▸ 選んだ抜粋
-.-.-

“たまたま助かった”を理論に変える挑戦

近年、日本各地でクマによる人身被害が増加傾向にあります。
環境省のまとめによれば、2023年度(令和5年度)に全国で発生したクマ(ツキノワグマおよびヒグマ)による人身被害は198件(被害者219人、うち死亡6人)と、統計を取り始めた2006年以降で最多となりました。
被害は東北地方で特に顕著で、秋田県では被害者が70人と全国最多を記録しています。
秋田県では毎年クマによる遭遇事故が起きていますが、2023年は「10年分の被害が1年に集まった異常な年」とも言われるほどの深刻な状況でした。
クマに出会った際の対処法としては前述のように「うつ伏せの防御姿勢で急所を守る」ことが以前から環境省や自治体により推奨されてきました。
しかし、その効果が本当にあるのか、科学的な検証はこれまで行われていませんでした。
言わば「経験則」として勧められてきた策ですが、実際のデータによる裏付けがなかったのです。

-.-.-

▸ 提供された資料

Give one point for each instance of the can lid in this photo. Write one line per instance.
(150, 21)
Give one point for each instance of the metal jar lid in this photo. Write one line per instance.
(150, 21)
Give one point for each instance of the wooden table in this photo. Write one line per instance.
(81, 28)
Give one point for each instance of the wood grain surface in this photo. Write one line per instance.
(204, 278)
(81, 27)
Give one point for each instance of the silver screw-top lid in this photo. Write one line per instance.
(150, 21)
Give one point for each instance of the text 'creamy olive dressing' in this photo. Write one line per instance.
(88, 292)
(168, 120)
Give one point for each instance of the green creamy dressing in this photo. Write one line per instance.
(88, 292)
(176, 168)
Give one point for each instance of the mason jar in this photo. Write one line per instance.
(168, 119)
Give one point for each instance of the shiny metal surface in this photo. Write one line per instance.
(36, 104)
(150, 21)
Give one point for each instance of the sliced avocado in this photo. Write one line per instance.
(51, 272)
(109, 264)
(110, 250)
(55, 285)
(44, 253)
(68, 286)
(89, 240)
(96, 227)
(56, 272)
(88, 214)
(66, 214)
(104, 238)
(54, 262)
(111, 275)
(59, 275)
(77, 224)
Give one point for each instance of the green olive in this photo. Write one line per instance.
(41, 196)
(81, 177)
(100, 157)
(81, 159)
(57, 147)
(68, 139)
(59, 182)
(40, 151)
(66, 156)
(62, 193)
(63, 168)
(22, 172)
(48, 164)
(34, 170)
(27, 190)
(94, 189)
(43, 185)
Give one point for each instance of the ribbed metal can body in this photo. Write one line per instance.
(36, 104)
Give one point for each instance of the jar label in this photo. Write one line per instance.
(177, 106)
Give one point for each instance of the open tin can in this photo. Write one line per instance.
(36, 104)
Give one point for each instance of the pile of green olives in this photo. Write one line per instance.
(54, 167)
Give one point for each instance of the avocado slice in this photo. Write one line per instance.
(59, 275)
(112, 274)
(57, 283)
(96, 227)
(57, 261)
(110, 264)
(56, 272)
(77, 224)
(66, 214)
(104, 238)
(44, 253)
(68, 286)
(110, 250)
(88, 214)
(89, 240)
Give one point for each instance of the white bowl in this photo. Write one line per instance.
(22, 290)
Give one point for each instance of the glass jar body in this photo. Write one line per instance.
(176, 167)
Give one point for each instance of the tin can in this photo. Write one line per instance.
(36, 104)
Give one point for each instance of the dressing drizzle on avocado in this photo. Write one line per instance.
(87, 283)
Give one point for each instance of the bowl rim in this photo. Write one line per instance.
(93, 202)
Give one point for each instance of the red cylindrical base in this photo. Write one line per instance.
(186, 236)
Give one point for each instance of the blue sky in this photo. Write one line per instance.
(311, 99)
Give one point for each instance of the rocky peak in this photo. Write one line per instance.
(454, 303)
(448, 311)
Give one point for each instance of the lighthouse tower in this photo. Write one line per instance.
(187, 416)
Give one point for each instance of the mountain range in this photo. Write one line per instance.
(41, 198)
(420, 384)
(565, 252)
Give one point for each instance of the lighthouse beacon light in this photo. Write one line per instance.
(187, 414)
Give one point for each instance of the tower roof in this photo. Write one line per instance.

-.-.-

▸ 課題の目的
クマによる人身被害についての抜粋を、最後の文の後から書き続けてください。 資料は、この抜粋とは別のところから取ったものです。

▸ 回答欄
クマを見かけたときの大前提
防御姿勢の話題に入る前に、「クマを見かけたときにはどう行動すべきか」という基本を押さえておきましょう。まず当然ですが「出会わない・襲われない」が原則であり、出没情報を確認し複数人で行動しながら鈴やラジオで存在を知らせるなど予防策を徹底することが最優先です。万一目の前にクマが現れても走らず騒がず、ザックを背負ったまま視線を外さずにゆっくり後退し、驚かせる大声や急な動きを控えて距離を取ります。クマは背中を見せて逃げる対象を追いかける習性があり、急に背を向けて走ると攻撃される可能性が高まります。クマが威嚇突進を見せても多くは途中で止まるため落ち着いて後退を続け、スプレーがあれば風下を確認して噴射の準備をします。以上が「まずクマを見かけたとき」の大前提です。
こうした中、秋田大学の研究者たちはこの疑問に挑みました。
研究のきっかけは「実際の救急医療の現場で、うつ伏せによる防御姿勢をとったことで重症化を免れた事例を経験」を見て、その有効性を実データで検証しようと考えたことでした。